### Coordinate labeling data
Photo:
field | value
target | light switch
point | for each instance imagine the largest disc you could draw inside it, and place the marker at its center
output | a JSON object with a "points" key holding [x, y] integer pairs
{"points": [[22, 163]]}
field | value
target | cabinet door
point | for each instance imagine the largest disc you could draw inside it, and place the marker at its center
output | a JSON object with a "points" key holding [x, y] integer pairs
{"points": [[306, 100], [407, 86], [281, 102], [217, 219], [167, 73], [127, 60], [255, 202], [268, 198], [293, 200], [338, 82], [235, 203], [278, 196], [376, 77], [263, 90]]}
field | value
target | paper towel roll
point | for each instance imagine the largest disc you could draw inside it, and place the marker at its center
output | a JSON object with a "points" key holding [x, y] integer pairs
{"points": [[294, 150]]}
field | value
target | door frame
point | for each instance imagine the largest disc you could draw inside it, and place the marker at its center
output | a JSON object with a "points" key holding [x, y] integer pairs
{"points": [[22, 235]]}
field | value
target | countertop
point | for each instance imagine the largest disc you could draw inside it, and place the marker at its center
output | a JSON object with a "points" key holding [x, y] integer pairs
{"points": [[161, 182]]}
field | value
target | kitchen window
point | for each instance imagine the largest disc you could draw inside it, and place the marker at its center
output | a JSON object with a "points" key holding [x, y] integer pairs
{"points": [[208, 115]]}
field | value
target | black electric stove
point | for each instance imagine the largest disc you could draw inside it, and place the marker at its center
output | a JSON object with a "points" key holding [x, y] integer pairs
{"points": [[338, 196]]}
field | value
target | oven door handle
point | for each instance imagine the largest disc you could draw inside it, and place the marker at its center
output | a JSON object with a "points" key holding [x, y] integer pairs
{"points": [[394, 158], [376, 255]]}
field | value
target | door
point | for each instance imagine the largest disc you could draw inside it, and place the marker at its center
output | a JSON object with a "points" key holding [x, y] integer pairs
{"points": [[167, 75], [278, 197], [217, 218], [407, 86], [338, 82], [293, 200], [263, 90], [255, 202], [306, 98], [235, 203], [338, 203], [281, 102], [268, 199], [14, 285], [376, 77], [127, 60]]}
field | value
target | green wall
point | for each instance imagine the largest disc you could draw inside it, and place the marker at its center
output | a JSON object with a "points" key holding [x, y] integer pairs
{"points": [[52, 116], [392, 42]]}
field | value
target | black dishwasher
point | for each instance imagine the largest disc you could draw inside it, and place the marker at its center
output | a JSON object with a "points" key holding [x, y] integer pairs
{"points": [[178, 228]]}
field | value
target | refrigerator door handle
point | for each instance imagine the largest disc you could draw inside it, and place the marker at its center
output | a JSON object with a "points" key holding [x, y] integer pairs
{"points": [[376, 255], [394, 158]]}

### Exercise prompt
Transcribe the data. Leave every line exactly as it is.

### Completed task
Photo:
field | value
target | light switch
point | for each instance imagine the largest disc you could draw inside it, and place the marker at its center
output | a JSON object with a "points" key holding [x, y] integer pairs
{"points": [[22, 163]]}
field | value
target | cabinet door
point | for each instance imagine the largest disc you could draw inside it, and place the marker at its center
output | a JSON object with a "points" key holding [x, y] integer pairs
{"points": [[306, 100], [407, 86], [281, 102], [217, 219], [167, 73], [127, 60], [255, 202], [268, 198], [293, 200], [338, 82], [235, 203], [278, 196], [376, 77], [263, 90]]}
field | value
target | paper towel roll
point | for each instance imagine the largest disc you could draw inside it, and place the marker at its center
output | a JSON object with a "points" key holding [x, y] integer pairs
{"points": [[294, 150]]}
field | value
target | door frame
point | for each instance imagine the largest disc you could draw inside it, and place the marker at its center
output | a JSON object with a "points" key holding [x, y] integer pairs
{"points": [[22, 235]]}
field | value
target | countertop
point | for each instance imagine the largest disc you could draw inside it, and place the marker at its center
output | a JSON object with a "points" key holding [x, y] integer pairs
{"points": [[161, 182]]}
field | value
target | kitchen window
point | for each instance imagine the largest disc you could draw inside it, and place the marker at its center
output | a JSON object with a "points" key holding [x, y] integer pairs
{"points": [[208, 115]]}
field | value
target | black electric stove
point | for each instance imagine the largest disc you could draw inside it, and place the marker at its center
output | a JSON object with a "points" key holding [x, y] integer pairs
{"points": [[338, 196]]}
field | value
target | oven door handle
point | for each instance imagine the largest disc you could draw inside it, and place the marker at its center
output | a JSON object with a "points" key holding [x, y] integer pairs
{"points": [[394, 158], [376, 255]]}
field | value
target | door
point | for each instance imagine the largest disc you could draw inside it, and place the marker at its center
output | a JSON object with a "points" key holding [x, y] integer pairs
{"points": [[167, 75], [278, 197], [217, 218], [407, 86], [338, 82], [293, 200], [263, 90], [255, 202], [306, 98], [235, 203], [338, 203], [281, 102], [268, 199], [14, 285], [376, 77], [127, 60]]}
field | value
target | green wall
point | for each instance imagine the largest disc you could draw inside it, and place the marker at its center
output | a JSON object with a "points" key holding [x, y] integer pairs
{"points": [[52, 116], [392, 42]]}
field | value
target | black dishwasher
point | for each instance imagine the largest disc you could draw inside it, and place the marker at its center
output | a JSON object with a "points" key holding [x, y] integer pairs
{"points": [[178, 228]]}
field | value
target | refrigerator door handle
point | for each instance imagine the largest disc you could draw inside it, and place the marker at its center
output | a JSON object with a "points" key holding [x, y] integer pairs
{"points": [[376, 255], [394, 158]]}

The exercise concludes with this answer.